**EXERCISE AIM:** Your task is to write out the lines from the line containing "Can you see the man's right" through the last line of the material, exactly.

(Location annotation dataset excerpts)
══════

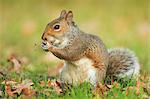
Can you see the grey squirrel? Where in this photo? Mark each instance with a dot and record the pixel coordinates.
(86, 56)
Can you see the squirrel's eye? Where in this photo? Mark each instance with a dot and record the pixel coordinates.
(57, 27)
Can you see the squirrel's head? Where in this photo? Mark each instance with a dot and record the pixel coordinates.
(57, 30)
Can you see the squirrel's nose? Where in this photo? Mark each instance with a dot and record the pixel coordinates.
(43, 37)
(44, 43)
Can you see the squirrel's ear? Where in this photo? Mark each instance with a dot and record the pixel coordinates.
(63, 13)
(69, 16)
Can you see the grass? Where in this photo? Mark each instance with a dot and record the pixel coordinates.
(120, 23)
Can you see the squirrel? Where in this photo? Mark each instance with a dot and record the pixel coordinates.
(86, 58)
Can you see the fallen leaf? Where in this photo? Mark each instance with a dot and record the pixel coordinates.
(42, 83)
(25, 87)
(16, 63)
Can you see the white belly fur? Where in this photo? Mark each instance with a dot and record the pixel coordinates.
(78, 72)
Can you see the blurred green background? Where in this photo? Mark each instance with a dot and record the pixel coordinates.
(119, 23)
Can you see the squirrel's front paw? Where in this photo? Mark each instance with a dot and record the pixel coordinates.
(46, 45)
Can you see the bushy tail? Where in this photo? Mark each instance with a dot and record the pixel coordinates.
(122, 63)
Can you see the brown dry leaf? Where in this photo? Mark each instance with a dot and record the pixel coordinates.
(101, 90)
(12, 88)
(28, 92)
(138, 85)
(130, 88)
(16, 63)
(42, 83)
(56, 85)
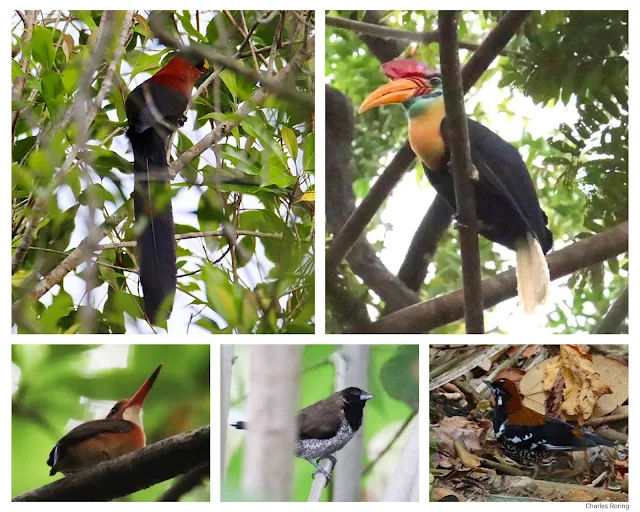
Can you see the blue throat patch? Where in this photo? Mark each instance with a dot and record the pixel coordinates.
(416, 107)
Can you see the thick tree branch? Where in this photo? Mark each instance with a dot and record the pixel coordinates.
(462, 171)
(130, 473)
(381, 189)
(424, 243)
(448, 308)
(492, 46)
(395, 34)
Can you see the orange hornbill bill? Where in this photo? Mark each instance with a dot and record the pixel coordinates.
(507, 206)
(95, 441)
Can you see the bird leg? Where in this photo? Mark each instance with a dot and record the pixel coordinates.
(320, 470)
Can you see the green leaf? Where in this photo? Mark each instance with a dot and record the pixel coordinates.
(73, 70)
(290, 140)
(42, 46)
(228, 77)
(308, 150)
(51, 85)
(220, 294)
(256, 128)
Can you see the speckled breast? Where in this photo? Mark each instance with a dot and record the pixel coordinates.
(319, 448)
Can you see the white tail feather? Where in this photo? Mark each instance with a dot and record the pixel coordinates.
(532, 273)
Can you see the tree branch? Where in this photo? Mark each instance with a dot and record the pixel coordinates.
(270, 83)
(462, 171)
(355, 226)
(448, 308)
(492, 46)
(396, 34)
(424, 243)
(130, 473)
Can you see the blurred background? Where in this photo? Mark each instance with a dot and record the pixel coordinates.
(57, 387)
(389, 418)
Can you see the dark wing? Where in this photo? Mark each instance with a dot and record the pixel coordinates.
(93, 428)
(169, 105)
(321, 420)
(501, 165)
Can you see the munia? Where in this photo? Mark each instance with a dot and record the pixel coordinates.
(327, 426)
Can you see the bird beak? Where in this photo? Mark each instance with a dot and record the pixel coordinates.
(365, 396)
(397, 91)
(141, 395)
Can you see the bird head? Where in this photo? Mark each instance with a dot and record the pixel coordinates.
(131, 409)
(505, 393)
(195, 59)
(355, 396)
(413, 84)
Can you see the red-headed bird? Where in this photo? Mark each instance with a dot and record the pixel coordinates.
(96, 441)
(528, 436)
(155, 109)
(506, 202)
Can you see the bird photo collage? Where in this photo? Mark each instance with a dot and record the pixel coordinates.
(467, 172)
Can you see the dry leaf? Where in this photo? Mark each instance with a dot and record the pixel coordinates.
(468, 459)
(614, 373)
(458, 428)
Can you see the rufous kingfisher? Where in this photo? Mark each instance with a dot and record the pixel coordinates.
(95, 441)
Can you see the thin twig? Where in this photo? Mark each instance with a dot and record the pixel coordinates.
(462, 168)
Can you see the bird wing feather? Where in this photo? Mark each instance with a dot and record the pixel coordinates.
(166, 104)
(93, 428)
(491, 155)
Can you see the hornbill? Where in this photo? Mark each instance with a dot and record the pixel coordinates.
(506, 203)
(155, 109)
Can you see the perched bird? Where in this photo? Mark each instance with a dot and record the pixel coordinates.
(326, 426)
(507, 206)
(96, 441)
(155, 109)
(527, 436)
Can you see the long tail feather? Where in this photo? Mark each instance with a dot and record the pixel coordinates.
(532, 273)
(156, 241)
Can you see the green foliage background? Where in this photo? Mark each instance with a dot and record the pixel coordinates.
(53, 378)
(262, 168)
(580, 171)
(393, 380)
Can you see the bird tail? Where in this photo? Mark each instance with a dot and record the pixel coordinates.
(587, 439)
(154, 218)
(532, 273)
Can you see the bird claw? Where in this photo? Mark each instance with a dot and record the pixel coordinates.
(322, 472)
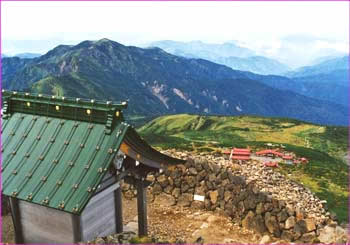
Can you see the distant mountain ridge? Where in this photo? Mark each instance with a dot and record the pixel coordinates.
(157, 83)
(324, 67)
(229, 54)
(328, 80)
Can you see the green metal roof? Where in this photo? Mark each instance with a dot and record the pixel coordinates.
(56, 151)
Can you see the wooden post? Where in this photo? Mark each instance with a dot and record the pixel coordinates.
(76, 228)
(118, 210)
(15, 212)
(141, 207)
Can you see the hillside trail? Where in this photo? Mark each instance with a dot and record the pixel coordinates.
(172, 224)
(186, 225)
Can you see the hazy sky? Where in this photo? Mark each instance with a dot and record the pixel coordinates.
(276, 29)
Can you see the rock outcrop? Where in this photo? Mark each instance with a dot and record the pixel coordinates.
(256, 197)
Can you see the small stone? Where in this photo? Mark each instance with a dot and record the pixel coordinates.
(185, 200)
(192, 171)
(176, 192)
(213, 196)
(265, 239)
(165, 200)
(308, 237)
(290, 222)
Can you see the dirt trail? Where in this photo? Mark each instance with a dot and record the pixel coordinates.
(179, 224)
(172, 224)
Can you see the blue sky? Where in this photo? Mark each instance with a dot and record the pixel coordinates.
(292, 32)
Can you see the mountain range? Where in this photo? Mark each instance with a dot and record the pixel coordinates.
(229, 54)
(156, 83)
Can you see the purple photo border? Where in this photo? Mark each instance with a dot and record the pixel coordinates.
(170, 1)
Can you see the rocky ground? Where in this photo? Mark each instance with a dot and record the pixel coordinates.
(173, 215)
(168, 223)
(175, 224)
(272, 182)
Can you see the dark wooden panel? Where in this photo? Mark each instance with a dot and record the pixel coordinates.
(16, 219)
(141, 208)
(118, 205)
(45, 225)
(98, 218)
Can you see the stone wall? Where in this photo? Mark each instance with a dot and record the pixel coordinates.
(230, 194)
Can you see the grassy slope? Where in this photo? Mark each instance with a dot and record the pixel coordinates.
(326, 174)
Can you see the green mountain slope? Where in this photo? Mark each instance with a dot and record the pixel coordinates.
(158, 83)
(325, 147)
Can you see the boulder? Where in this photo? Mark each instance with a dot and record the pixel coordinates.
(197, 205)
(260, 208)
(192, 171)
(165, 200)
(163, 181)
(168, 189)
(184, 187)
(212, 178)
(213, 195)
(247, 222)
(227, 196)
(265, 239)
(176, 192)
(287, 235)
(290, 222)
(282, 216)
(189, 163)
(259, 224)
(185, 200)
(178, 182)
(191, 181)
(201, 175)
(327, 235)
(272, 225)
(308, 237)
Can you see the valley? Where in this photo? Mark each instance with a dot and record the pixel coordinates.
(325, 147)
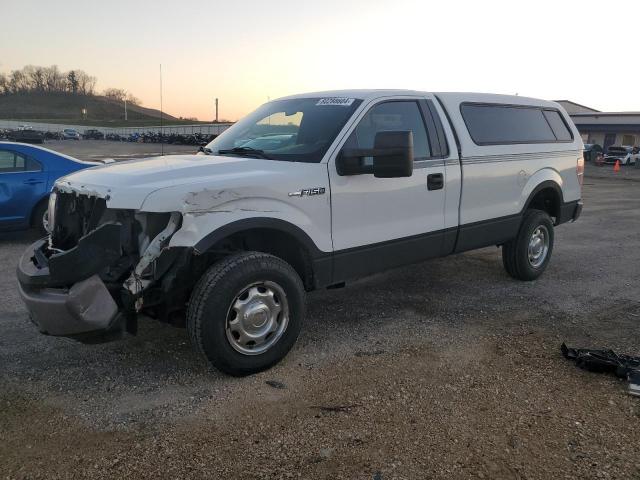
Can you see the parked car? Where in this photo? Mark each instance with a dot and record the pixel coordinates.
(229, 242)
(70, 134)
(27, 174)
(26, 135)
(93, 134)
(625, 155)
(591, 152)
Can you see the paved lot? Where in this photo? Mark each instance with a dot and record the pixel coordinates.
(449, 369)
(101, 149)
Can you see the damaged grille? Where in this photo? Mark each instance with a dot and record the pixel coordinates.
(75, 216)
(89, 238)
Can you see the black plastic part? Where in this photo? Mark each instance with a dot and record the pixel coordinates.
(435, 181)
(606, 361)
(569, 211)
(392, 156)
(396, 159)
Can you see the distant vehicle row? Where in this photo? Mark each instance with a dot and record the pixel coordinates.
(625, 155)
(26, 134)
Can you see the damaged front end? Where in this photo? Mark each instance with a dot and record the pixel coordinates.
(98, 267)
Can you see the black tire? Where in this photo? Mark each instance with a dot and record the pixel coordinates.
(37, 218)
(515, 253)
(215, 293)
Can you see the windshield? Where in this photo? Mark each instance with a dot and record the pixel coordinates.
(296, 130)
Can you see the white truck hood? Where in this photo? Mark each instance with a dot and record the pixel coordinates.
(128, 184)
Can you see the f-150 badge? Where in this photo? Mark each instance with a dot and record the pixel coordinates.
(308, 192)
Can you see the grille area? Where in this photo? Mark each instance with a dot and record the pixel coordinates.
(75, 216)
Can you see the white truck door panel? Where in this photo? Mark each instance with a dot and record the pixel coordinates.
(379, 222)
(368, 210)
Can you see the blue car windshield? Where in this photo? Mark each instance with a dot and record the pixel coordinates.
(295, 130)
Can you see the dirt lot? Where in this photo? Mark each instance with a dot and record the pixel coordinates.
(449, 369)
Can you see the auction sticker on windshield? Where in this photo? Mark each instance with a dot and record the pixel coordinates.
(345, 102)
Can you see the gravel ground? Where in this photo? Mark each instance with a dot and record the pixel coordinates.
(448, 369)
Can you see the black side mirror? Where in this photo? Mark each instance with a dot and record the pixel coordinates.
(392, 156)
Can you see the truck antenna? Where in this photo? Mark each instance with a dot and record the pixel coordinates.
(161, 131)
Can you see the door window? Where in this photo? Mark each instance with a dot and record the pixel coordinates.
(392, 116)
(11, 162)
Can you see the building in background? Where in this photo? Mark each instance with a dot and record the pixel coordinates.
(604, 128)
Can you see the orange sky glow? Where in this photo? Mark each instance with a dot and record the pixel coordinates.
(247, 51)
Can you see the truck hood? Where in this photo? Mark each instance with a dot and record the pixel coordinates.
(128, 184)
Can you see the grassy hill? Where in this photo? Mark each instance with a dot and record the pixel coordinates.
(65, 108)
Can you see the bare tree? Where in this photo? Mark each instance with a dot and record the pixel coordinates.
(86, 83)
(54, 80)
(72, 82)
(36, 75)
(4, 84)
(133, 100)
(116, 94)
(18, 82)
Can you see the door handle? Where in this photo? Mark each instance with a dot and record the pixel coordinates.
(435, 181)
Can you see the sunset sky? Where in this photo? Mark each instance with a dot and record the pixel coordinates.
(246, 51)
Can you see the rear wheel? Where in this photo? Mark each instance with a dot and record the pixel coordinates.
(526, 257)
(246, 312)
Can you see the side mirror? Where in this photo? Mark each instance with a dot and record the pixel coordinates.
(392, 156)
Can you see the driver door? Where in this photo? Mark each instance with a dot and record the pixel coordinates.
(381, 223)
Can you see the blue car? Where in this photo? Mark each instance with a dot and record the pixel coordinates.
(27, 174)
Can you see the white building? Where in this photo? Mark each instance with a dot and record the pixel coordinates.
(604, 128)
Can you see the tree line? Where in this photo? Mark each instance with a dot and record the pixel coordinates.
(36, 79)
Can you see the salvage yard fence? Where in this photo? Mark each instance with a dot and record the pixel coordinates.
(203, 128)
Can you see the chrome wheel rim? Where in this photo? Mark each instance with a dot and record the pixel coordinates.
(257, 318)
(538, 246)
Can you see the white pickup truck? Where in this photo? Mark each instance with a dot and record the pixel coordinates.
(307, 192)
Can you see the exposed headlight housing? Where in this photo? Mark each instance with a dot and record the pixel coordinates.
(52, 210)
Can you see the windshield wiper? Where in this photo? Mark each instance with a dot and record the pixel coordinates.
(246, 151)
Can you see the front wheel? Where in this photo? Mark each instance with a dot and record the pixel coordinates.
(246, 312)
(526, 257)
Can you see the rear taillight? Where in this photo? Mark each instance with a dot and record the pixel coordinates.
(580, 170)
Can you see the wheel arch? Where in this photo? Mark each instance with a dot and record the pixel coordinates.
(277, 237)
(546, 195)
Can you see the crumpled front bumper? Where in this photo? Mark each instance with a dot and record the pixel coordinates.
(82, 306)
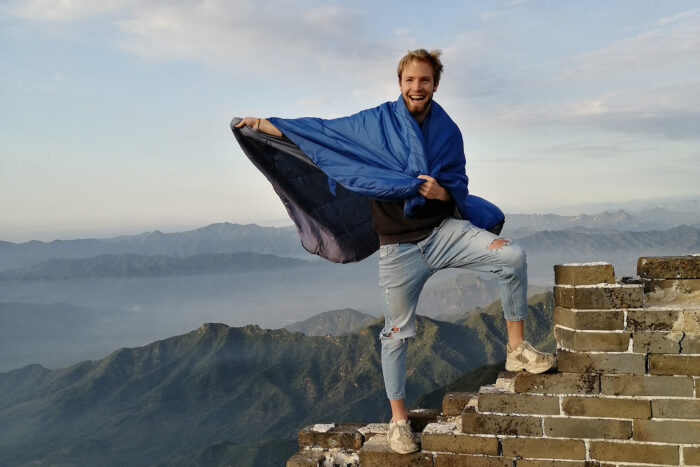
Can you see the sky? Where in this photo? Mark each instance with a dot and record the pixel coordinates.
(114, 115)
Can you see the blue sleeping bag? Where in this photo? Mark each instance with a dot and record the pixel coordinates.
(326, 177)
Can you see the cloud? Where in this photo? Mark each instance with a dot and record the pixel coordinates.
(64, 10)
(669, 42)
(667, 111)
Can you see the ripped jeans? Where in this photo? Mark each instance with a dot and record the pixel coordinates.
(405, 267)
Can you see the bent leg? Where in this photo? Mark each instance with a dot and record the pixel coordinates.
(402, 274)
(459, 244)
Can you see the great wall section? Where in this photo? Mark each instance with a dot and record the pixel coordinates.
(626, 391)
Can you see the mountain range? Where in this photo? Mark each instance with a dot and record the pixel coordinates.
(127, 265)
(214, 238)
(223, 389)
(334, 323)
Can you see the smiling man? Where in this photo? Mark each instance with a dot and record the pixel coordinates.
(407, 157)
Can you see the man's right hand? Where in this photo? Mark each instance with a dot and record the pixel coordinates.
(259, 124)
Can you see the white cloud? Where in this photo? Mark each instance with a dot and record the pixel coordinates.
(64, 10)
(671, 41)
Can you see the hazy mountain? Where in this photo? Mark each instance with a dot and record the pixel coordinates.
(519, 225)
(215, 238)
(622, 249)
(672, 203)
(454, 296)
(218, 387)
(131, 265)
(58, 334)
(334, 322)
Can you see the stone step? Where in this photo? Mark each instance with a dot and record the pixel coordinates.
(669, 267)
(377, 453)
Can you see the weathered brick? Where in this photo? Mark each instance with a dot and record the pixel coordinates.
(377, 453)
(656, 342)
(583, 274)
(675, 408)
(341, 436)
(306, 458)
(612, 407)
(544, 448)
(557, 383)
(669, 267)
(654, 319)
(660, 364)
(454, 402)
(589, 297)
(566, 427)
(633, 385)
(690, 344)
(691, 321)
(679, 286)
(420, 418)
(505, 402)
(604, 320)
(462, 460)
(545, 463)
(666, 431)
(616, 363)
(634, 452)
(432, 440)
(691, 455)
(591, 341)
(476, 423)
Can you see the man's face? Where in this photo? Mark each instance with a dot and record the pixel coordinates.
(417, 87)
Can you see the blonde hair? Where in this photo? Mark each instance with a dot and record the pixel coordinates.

══════

**WRITTEN SOLUTION:**
Can you see the man's right hand? Where in this photo? Mark each instance with a dot and record the pixel coordinates.
(259, 124)
Can you see the white cloud? Where in this photo? Mark each instance with a dot and record the pixel coordinates.
(64, 10)
(671, 41)
Can you see the hazy mountain? Where in this photo? Mark each instance with a dot and record the pixel coordinates.
(519, 225)
(215, 238)
(622, 249)
(672, 203)
(454, 296)
(218, 387)
(131, 265)
(58, 334)
(334, 322)
Can you see the stone step? Where in this photo? Mark each instance with a dot and record the pixel coordinates.
(669, 267)
(377, 453)
Can you see the weathered brick? Where in this photo? Mark each instance with a dot and record the pixel coordinates.
(377, 453)
(656, 342)
(583, 274)
(675, 408)
(341, 436)
(306, 458)
(612, 407)
(544, 448)
(557, 383)
(669, 267)
(654, 319)
(660, 364)
(454, 402)
(589, 297)
(566, 427)
(633, 385)
(690, 344)
(691, 321)
(679, 286)
(420, 418)
(505, 402)
(604, 320)
(462, 460)
(545, 463)
(666, 431)
(616, 363)
(634, 452)
(432, 440)
(691, 455)
(591, 341)
(476, 423)
Can you see the man's face? Where in this photo? Mark each instance with a dot and record the pixel coordinates.
(417, 87)
Can you see the blonde hair? Where in this photo? Mark each instance with a dot and record the pixel coordinates.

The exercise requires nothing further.